- THE TASK
Rewrite every one of the items below, replacing each occurrence of "bounding box" with "box coordinates" and leaving all other text unchanged.

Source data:

------------------------------------------------

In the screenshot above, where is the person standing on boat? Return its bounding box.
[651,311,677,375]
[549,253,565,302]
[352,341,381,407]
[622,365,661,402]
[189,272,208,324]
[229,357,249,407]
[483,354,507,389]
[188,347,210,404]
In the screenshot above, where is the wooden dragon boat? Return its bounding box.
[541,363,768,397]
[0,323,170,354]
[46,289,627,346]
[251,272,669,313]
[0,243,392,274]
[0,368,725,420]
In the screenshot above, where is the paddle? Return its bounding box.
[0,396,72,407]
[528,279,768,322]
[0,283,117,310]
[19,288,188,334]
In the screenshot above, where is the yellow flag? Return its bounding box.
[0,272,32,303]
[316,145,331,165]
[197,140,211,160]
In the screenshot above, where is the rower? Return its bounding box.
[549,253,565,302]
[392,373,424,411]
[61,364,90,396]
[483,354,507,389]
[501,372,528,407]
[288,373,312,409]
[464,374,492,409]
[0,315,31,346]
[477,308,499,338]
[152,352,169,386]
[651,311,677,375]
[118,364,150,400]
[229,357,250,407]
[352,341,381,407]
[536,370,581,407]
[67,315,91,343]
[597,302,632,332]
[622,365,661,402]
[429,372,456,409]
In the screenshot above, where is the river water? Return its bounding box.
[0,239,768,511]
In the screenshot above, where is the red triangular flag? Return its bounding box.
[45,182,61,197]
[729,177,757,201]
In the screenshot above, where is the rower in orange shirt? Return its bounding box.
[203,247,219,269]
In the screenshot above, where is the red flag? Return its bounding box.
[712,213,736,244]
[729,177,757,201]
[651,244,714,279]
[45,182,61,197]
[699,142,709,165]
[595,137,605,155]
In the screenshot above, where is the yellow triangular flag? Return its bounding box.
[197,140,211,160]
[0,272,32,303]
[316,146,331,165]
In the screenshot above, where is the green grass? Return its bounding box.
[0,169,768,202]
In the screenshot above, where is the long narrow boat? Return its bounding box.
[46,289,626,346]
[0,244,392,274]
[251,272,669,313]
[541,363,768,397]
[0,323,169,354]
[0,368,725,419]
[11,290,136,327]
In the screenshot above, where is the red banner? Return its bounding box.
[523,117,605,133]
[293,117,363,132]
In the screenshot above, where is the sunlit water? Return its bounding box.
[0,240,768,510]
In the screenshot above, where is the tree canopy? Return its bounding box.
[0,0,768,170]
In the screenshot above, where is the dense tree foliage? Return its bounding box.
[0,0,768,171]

------------------------------------------------

- SOLUTION FOR THIS PROBLEM
In the screenshot above, where is the person standing on boat? Return its box coordinates.
[651,311,677,375]
[549,253,565,302]
[352,341,381,407]
[622,365,661,402]
[189,272,208,324]
[229,357,249,407]
[483,354,507,389]
[188,347,210,404]
In the screenshot above, where is the wooden dragon boat? Return its box coordinates.
[541,363,768,397]
[0,323,170,354]
[46,289,627,346]
[251,272,669,313]
[0,243,392,274]
[0,368,725,420]
In the screenshot above, where is the paddle? Return its box coordinates.
[0,396,72,407]
[528,279,768,322]
[0,283,117,310]
[19,288,188,334]
In the screenshot above, where is the yellow flag? Return its box coordinates.
[0,272,32,303]
[316,145,331,165]
[197,140,211,160]
In the screenshot above, where is the rower? Return its box coordinates.
[549,253,565,302]
[392,373,424,411]
[61,364,90,396]
[483,354,507,389]
[501,372,528,407]
[288,373,312,409]
[464,374,492,409]
[0,315,31,346]
[477,308,499,338]
[152,352,169,386]
[651,311,677,375]
[118,364,150,400]
[229,357,250,407]
[352,341,381,407]
[536,370,581,407]
[67,315,91,343]
[597,302,632,332]
[622,365,661,402]
[429,372,456,409]
In the screenshot above, where is the river water? Return its box coordinates.
[0,239,768,511]
In the screenshot above, where is the red triangular flag? Return its box coordinates.
[45,182,61,197]
[729,177,757,201]
In the screenshot above, where is the rower in orange shirt? Return its box coordinates.
[203,247,219,269]
In the screenshot above, where is the red flag? Return its box coordinates.
[712,213,736,244]
[729,177,757,201]
[651,244,714,279]
[45,182,61,197]
[699,142,709,165]
[595,137,605,155]
In the screenshot above, where is the yellow triangular flag? Return its box coordinates.
[197,140,211,160]
[0,272,32,303]
[316,146,331,165]
In the screenshot above, where is the green grass? Return its box coordinates.
[0,169,768,202]
In the screenshot above, where is the long narrow boat? Return its box coordinates.
[46,289,626,346]
[0,244,392,274]
[251,272,669,313]
[541,363,768,397]
[0,323,169,354]
[0,368,725,419]
[11,290,136,327]
In the screenshot above, where is the red banner? Return its box coordinates.
[523,117,605,133]
[293,117,363,132]
In the screenshot above, where is the sunlit water? Return its box coordinates.
[0,240,768,510]
In the screenshot above, where is the tree canopy? Return its box coordinates.
[0,0,768,170]
In the screenshot above, where is the dense tree foliage? Return its box coordinates.
[0,0,768,171]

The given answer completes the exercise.